> _GOAL_: Convert every line of the items below into a JSON list of strings, one string per line, omitting blank lines.

[Stored dataset items]
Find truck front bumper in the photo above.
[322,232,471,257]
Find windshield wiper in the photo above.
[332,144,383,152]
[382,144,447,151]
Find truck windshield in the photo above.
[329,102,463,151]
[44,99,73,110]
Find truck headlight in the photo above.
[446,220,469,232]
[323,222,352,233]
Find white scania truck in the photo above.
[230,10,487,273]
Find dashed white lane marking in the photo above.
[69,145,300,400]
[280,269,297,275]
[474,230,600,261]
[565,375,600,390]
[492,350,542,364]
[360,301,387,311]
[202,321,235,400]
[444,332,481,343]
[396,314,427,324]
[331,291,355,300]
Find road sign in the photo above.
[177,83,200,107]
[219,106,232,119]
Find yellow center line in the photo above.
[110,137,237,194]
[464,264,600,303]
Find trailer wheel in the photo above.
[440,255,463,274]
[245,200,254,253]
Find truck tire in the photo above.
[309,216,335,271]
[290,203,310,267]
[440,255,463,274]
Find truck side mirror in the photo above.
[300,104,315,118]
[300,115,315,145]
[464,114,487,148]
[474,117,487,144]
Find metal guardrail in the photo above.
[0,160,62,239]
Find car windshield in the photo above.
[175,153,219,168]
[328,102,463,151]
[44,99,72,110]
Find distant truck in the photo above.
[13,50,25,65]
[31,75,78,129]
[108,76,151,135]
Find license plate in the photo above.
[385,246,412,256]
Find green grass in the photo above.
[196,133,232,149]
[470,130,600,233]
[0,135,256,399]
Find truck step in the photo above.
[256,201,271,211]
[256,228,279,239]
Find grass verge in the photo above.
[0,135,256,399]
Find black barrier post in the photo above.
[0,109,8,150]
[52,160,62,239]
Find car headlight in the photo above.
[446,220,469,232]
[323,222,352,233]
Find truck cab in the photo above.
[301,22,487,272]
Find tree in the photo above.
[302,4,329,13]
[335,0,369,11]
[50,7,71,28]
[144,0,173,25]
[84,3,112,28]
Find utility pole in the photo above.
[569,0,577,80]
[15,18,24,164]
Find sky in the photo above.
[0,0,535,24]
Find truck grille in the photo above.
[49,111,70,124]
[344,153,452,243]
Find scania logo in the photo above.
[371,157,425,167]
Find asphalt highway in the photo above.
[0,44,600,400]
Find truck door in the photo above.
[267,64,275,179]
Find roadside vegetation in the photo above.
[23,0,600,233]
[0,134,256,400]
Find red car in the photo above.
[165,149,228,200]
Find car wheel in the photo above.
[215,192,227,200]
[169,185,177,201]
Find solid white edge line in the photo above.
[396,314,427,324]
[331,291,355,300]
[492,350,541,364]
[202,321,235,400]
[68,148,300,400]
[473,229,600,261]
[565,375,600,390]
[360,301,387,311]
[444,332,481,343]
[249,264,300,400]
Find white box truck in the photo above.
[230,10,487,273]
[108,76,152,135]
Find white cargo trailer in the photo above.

> _RESULT OF THE TASK_:
[
  "Find truck front bumper in the photo above.",
  "[322,232,471,257]",
  "Find windshield wiper in the photo above.",
  "[332,144,383,152]",
  "[382,144,447,151]",
  "Find truck windshield in the photo above.",
  "[329,102,463,151]",
  "[44,99,73,110]",
  "Find truck headlight in the photo above.",
  "[446,220,469,232]",
  "[323,222,352,233]",
  "Find white scania truck in the photo above.",
  "[230,10,487,273]",
  "Find dashed white lane marking in the photo above.",
  "[69,145,300,400]",
  "[280,269,297,275]",
  "[474,230,600,261]",
  "[565,375,600,390]",
  "[492,350,542,364]",
  "[360,301,387,311]",
  "[202,321,235,400]",
  "[444,332,481,343]",
  "[396,314,427,324]",
  "[331,291,355,300]",
  "Find road sign in the photo above.",
  "[177,83,200,107]",
  "[219,106,232,119]",
  "Find yellow center line in the photo above.",
  "[110,137,237,194]",
  "[464,264,600,303]",
  "Find trailer wheel in the photo above.",
  "[440,255,463,274]",
  "[245,200,254,253]",
  "Find truck tire in the photo above.",
  "[309,216,335,271]",
  "[290,203,310,267]",
  "[440,255,463,274]",
  "Find truck side mirror in the photo above.",
  "[300,104,315,118]",
  "[300,115,315,145]",
  "[464,114,487,148]",
  "[474,117,487,144]",
  "Find metal guardrail in the photo above.",
  "[0,160,62,239]",
  "Find car windshield in the photo above.",
  "[175,153,219,168]",
  "[328,102,463,151]",
  "[44,99,72,110]",
  "Find distant truck in the photo above.",
  "[13,50,25,65]",
  "[31,75,78,129]",
  "[108,76,151,135]",
  "Find license plate in the photo above.",
  "[385,246,412,256]",
  "Find green grass in the photo above.",
  "[196,133,232,149]",
  "[470,130,600,233]",
  "[0,135,256,399]",
  "Find truck step in the photo above.",
  "[256,201,271,211]",
  "[256,228,279,239]",
  "Find grass verge in the photo above.",
  "[0,135,256,399]",
  "Find black barrier post in the photo above.",
  "[0,109,8,150]",
  "[52,160,62,239]",
  "Find car headlight in the photo above.",
  "[446,220,469,232]",
  "[323,222,352,233]",
  "Find truck cab in the photo above.",
  "[301,22,487,272]",
  "Find tree in the photo above.",
  "[302,4,329,13]",
  "[335,0,369,11]",
  "[50,7,71,28]",
  "[144,0,173,25]",
  "[84,3,112,28]",
  "Find utility pole in the photo above.",
  "[569,0,577,80]",
  "[15,18,24,164]",
  "Find sky in the photo above.",
  "[0,0,535,24]",
  "Find truck grille in the photo above.",
  "[49,111,70,124]",
  "[344,153,452,243]",
  "Find scania logo in the photo above.",
  "[371,157,425,167]",
  "Find asphalt highway in the photo above.",
  "[0,44,600,400]",
  "Find truck door in the photo above.",
  "[267,64,275,179]",
  "Find roadside vegetation in the photo above.",
  "[23,0,600,233]",
  "[0,134,256,400]",
  "Find red car in the photo above.",
  "[165,149,228,200]",
  "Find car wheel in the photo above.",
  "[215,192,227,200]",
  "[169,185,177,201]",
  "Find solid white edge line in the photo above.",
  "[396,314,427,324]",
  "[331,291,355,300]",
  "[492,350,541,364]",
  "[202,321,235,400]",
  "[68,148,300,400]",
  "[473,229,600,261]",
  "[565,375,600,390]",
  "[360,301,387,311]",
  "[444,332,481,343]",
  "[249,264,300,400]",
  "Find white box truck in the photo above.",
  "[230,10,487,273]",
  "[108,76,152,135]",
  "Find white cargo trailer in the photo above."
]